=== Instructions for the task ===
In the data below, reproduce every line, starting with the line containing "Note to the class: point to the clear plastic cup" and going on through the line containing "(1095, 591)". Add -136 to each coordinate value and leave all other text unchanged.

**** Entries shown ****

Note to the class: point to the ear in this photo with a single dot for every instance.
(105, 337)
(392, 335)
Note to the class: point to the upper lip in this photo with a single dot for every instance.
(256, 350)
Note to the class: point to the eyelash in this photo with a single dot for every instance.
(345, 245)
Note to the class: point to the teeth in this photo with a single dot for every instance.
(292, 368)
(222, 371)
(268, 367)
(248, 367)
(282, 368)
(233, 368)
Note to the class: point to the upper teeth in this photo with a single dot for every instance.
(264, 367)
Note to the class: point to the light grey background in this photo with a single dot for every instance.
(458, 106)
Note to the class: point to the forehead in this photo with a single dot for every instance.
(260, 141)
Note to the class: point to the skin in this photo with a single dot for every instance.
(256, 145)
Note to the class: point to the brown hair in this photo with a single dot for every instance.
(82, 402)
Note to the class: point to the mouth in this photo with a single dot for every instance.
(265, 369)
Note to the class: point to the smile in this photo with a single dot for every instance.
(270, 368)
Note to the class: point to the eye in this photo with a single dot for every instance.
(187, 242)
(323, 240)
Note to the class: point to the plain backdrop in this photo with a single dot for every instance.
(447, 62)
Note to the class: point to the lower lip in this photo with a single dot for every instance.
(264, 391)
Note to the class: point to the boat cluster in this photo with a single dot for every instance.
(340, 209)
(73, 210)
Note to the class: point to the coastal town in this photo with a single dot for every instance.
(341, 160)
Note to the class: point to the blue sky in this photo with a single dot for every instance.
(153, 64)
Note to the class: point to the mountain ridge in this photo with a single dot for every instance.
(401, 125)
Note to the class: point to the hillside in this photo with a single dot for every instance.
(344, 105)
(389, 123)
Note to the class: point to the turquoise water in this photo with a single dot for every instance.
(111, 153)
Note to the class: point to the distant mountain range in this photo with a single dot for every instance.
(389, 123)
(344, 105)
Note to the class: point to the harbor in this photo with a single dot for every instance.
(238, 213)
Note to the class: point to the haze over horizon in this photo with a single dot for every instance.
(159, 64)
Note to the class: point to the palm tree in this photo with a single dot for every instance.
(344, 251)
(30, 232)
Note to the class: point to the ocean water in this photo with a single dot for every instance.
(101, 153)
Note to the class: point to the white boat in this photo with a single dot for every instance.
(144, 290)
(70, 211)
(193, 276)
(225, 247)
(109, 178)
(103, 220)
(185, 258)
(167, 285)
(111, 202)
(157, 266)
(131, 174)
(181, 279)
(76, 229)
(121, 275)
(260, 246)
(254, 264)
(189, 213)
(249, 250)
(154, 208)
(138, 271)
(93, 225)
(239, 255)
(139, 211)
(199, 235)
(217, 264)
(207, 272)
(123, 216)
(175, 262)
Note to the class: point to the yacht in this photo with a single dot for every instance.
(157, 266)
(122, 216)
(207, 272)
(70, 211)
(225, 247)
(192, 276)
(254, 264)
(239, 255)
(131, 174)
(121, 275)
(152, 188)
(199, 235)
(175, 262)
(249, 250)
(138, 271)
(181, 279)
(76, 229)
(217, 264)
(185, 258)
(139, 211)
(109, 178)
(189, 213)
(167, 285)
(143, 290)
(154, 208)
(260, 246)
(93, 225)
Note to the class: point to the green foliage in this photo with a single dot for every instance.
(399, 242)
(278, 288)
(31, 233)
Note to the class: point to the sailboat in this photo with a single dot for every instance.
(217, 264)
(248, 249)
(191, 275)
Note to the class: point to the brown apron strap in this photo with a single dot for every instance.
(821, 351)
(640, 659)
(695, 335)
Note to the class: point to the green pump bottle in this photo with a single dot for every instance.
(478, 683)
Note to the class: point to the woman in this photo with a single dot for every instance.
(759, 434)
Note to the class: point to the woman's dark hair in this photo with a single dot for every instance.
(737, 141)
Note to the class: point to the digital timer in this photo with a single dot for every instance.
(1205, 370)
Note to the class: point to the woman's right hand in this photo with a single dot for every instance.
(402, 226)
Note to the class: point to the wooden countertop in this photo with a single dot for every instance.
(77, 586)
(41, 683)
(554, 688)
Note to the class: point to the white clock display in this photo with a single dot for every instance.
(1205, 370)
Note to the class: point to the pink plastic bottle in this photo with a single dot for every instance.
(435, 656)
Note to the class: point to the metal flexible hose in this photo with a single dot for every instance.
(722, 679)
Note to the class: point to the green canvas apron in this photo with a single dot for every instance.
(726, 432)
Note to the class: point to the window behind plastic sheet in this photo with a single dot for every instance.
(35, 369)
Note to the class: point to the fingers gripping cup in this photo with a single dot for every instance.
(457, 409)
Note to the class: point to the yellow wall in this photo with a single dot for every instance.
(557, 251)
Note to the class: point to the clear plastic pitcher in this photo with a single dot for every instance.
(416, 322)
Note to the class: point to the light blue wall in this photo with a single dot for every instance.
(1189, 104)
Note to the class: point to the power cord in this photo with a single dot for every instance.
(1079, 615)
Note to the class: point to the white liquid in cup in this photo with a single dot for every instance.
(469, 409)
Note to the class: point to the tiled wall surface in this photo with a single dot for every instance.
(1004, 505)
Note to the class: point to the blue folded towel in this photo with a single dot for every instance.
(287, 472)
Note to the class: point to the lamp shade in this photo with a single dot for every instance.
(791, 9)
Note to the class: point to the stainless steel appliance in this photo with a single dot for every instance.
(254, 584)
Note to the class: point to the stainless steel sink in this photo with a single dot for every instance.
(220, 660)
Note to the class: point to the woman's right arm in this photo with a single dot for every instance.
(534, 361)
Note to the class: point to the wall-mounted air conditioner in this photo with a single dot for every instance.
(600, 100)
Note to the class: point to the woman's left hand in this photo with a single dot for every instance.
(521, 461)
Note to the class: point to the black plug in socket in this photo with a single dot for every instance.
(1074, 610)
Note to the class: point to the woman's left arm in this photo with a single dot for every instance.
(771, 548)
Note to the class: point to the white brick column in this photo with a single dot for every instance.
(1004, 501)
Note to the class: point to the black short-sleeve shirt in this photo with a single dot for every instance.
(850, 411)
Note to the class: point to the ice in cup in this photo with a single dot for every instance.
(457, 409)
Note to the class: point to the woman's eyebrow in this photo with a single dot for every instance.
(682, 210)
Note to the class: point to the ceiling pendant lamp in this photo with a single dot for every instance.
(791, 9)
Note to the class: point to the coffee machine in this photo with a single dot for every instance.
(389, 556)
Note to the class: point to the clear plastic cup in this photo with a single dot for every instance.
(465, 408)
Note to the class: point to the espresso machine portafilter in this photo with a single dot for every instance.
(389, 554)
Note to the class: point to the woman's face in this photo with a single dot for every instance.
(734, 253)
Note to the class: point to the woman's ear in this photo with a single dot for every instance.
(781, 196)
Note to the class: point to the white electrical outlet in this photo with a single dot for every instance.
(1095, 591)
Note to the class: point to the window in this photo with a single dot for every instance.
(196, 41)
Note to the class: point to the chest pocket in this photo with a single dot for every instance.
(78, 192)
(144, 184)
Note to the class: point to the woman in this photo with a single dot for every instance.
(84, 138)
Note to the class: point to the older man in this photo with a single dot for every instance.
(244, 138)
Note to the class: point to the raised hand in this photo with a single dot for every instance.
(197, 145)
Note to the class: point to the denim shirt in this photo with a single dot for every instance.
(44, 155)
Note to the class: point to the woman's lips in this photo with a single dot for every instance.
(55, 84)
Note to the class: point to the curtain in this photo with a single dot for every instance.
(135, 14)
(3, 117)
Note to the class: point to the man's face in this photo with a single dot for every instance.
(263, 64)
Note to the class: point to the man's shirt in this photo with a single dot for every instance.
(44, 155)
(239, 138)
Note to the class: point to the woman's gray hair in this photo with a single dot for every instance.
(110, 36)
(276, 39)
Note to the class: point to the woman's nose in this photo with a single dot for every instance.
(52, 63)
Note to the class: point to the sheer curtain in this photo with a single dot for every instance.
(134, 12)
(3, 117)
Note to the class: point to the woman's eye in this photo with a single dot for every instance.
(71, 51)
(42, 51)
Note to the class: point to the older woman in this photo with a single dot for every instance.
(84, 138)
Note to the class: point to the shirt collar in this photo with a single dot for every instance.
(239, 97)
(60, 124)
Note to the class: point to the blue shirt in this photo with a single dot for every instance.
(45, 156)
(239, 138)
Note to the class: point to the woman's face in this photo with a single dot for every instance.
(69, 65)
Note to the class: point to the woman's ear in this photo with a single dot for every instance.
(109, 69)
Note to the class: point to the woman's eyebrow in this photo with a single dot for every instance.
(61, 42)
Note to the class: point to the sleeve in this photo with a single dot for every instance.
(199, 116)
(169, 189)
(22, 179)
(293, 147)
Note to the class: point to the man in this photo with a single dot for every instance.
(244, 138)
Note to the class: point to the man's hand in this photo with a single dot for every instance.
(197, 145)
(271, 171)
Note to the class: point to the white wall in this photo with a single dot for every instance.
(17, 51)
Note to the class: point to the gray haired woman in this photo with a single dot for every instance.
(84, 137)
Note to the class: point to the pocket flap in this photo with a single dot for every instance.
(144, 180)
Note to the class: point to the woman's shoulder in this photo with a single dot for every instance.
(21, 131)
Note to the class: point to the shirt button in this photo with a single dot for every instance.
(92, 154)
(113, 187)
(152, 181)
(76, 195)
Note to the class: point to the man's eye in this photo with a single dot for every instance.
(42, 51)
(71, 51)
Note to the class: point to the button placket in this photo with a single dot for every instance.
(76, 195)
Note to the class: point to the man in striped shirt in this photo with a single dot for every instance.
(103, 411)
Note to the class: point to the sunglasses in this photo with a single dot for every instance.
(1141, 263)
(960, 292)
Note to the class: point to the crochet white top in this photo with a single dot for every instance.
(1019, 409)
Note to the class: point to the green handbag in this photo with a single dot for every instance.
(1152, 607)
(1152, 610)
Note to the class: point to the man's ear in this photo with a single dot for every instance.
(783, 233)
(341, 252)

****

=== Finished task ===
Note to the class: point to the clear plastic cup in this photo with a single dot for every instance.
(329, 272)
Note to the class: point to the espresso machine portafilter in this photo with a single dot for every instance.
(253, 418)
Note to the class: point to the woman's face in this photo with a single dot for every instance.
(598, 117)
Note to the class: point to the woman's ear in this photo with a single dot for every instance.
(645, 60)
Note to the class: point to the white electrical outlet in this photo with a single dot for every instance.
(959, 455)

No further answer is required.